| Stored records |
★ ★ ★ ★ ★ ★ ★

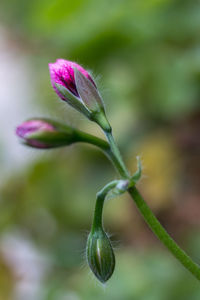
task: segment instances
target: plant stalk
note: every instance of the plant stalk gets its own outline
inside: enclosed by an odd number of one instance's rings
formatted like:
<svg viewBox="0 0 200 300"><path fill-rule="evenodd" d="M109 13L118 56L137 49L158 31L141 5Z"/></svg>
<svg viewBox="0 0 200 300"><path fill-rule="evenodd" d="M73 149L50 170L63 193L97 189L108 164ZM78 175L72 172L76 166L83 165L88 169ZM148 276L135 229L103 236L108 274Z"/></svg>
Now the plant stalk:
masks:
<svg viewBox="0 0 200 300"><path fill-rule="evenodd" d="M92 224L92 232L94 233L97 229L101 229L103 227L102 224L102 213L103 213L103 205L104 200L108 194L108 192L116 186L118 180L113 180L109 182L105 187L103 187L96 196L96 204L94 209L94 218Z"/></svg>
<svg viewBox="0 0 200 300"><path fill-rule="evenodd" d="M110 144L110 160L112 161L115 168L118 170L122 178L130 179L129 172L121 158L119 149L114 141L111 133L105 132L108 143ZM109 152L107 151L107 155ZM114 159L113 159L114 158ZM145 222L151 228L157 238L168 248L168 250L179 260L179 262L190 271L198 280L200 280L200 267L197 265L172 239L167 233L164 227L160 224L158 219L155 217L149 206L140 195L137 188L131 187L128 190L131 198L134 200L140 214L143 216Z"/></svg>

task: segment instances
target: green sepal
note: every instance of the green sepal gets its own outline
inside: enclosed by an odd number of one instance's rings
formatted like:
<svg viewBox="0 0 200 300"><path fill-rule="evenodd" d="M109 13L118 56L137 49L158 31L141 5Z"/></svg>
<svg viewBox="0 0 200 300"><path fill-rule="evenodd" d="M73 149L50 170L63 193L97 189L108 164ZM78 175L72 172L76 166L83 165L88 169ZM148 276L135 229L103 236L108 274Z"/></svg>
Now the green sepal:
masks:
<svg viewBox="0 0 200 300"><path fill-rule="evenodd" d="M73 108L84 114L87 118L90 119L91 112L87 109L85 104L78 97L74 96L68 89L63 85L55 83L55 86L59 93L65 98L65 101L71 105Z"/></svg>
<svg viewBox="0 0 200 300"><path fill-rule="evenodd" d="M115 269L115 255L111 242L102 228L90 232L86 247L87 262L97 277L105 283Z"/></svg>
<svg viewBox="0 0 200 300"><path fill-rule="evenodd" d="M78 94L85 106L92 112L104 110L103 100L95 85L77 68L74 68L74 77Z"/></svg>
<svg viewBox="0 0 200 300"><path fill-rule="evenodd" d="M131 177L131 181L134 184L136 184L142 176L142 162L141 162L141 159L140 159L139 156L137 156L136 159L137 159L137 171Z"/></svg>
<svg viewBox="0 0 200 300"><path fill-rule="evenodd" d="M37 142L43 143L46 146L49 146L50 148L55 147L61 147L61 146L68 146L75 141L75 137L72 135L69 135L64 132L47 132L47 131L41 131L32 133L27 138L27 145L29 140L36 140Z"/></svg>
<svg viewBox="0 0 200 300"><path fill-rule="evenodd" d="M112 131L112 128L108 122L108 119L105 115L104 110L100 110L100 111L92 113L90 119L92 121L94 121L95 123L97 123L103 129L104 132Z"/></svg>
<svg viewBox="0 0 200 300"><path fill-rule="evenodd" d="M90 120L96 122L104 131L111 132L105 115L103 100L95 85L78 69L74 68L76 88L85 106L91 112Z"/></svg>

★ ★ ★ ★ ★ ★ ★

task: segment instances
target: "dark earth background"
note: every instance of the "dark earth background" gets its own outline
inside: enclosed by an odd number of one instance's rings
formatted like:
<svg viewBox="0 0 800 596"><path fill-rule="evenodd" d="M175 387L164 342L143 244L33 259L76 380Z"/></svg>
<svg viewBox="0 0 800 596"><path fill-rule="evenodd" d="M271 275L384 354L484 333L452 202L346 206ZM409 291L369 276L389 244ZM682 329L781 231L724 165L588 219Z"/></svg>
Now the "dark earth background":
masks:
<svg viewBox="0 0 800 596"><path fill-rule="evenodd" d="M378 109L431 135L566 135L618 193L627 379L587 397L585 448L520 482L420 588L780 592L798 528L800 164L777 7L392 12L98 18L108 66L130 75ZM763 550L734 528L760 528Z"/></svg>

★ ★ ★ ★ ★ ★ ★

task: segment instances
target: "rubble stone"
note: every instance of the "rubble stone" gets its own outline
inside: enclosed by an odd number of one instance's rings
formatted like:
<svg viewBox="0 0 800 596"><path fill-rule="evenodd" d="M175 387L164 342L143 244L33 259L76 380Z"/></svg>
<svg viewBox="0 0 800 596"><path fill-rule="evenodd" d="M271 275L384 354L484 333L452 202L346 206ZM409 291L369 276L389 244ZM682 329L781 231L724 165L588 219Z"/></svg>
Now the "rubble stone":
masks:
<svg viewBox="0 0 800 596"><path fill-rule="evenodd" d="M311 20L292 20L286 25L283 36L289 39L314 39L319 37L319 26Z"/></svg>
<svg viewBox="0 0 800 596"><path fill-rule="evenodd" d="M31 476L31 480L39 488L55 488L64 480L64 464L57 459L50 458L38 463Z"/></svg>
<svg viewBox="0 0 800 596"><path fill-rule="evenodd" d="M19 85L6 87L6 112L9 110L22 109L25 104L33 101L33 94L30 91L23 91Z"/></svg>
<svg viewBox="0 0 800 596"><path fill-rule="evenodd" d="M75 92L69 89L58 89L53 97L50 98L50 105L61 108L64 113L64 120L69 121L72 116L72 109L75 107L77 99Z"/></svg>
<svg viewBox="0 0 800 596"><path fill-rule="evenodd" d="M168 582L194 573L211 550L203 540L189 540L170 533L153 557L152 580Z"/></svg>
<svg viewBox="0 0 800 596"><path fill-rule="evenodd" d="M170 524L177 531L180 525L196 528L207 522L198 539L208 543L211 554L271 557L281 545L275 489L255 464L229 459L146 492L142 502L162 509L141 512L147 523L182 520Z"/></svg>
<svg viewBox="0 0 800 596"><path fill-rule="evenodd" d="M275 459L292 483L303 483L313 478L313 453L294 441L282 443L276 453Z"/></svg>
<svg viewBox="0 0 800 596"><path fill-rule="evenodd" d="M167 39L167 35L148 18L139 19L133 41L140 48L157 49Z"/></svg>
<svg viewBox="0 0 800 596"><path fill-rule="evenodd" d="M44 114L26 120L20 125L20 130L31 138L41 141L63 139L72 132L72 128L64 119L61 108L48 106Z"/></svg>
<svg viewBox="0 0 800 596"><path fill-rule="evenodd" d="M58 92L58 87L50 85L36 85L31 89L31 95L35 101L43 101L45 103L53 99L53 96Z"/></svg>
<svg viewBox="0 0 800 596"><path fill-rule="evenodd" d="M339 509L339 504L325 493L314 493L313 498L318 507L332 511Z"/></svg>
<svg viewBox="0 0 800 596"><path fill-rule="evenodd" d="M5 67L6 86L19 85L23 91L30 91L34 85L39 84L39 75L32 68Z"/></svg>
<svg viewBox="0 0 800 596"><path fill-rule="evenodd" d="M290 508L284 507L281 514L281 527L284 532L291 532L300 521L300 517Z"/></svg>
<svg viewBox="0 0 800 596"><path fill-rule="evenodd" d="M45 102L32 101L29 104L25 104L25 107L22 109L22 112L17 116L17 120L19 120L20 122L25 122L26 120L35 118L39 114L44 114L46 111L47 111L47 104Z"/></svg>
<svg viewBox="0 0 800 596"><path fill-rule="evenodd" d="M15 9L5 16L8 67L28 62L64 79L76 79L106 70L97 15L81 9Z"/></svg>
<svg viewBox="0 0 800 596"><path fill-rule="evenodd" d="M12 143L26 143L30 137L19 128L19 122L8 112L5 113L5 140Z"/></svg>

★ ★ ★ ★ ★ ★ ★

Could you set down, word for word, only the lines above from the line with "target: green sepal" to the line with "Now the green", including both?

| Result of the task |
target: green sepal
note: every instance of the green sepal gets its own outline
inside: enclosed by an odd number of one instance's rings
formatted like:
<svg viewBox="0 0 200 300"><path fill-rule="evenodd" d="M109 13L118 56L137 49L158 31L141 5Z"/></svg>
<svg viewBox="0 0 200 300"><path fill-rule="evenodd" d="M73 149L50 170L63 193L97 189L108 164ZM78 175L72 172L76 166L83 165L88 169ZM148 276L135 229L103 236L108 274Z"/></svg>
Now the green sepal:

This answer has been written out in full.